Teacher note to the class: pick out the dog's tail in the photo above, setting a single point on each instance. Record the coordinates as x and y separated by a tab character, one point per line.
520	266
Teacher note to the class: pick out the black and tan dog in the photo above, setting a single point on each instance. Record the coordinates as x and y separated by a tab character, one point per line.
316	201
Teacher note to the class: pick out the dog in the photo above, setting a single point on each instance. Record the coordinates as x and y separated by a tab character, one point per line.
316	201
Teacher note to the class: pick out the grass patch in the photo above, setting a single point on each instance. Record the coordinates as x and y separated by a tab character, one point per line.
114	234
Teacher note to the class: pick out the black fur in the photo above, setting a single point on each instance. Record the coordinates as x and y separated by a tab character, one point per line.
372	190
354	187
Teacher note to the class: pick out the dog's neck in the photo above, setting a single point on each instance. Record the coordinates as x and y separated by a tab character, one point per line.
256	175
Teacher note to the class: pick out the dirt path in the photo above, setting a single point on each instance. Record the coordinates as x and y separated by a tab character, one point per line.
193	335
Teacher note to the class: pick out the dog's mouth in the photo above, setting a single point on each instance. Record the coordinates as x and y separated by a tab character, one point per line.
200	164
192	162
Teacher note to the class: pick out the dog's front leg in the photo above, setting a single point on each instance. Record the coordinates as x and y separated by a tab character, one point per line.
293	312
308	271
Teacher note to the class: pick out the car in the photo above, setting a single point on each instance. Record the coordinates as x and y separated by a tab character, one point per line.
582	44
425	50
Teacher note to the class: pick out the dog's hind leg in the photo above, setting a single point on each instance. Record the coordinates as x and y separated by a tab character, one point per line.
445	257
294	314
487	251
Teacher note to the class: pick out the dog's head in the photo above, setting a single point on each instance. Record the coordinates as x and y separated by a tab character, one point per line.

● **STATED EXERCISE**: Turn the records above into a Markdown table with two columns, "Number" and "Line", giving each line its own row, numbered in order, and leaving out any blank lines.

● **SOLUTION TO THIS EXERCISE**:
| Number | Line |
|---|---|
| 1 | Teacher note to the class: pick out the dog's tail in the photo above, setting a single point on each instance. Record the coordinates as x and y separated by a tab character, one point per line. |
| 2 | 520	266 |
| 3 | Teacher note to the class: pick out the black and tan dog in the photo above, setting a single point on each instance. Record the coordinates as x and y separated by a tab character, one point per line. |
| 4 | 316	201 |
| 5 | Teacher note to the class: pick out the dog in the photo above, setting a single point on each instance. Record the coordinates as x and y separated by a tab character, one point per line. |
| 6 | 316	201 |
| 7 | Teacher note to the class: pick out the grass patch in the photo above, setting a single point on each instance. Record the coordinates as x and y separated by a tab character, one point per line. |
| 8 | 114	234 |
| 9 | Teacher note to the class: pick out the black fur in the photo above, setting a single point on each instance. Record the coordinates as x and y separated by a tab character, one point per line. |
| 10 | 372	190 |
| 11 | 354	187 |
| 12 | Teacher note to the class: pick out the dog's neck in the photo above, setting a single point on each instance. Record the coordinates as x and y separated by a tab character, one point per line. |
| 13 | 256	175 |
| 14 | Teacher note to the class: pick out the dirt path in the photo above, setting a single point on each instance. Record the coordinates as x and y separated by a tab character, one point per line. |
| 15 | 193	335 |
| 16 | Teacher note to the class: pick out the dog's mouth in the photo above, setting a single point on each instance. Record the coordinates as x and y separated by a tab character, one point per line. |
| 17 | 200	164 |
| 18 | 192	162 |
| 19 | Teacher note to the class: pick out the dog's front leg in the photo above, setting a single point on each instance. Record the coordinates as x and y separated by a tab character, one point per line. |
| 20 | 293	312 |
| 21 | 308	271 |
| 22 | Teacher note to the class: pick out the car in the photo above, setting a single point on each instance. Record the coordinates as x and y separated by a tab character, one point per line. |
| 23 | 582	44 |
| 24 | 425	50 |
| 25 | Teacher note to the class: pick out the dog's hind leg in the photo above, setting a single point on each instance. Record the coordinates as x and y separated by a tab character, one point per line. |
| 26 | 445	257 |
| 27 | 294	314 |
| 28 | 487	251 |
| 29 | Teacher note to the class: pick out the dog's head in the photo above, setting a single point on each instance. Record the coordinates as x and y separated by a tab character, one point per line. |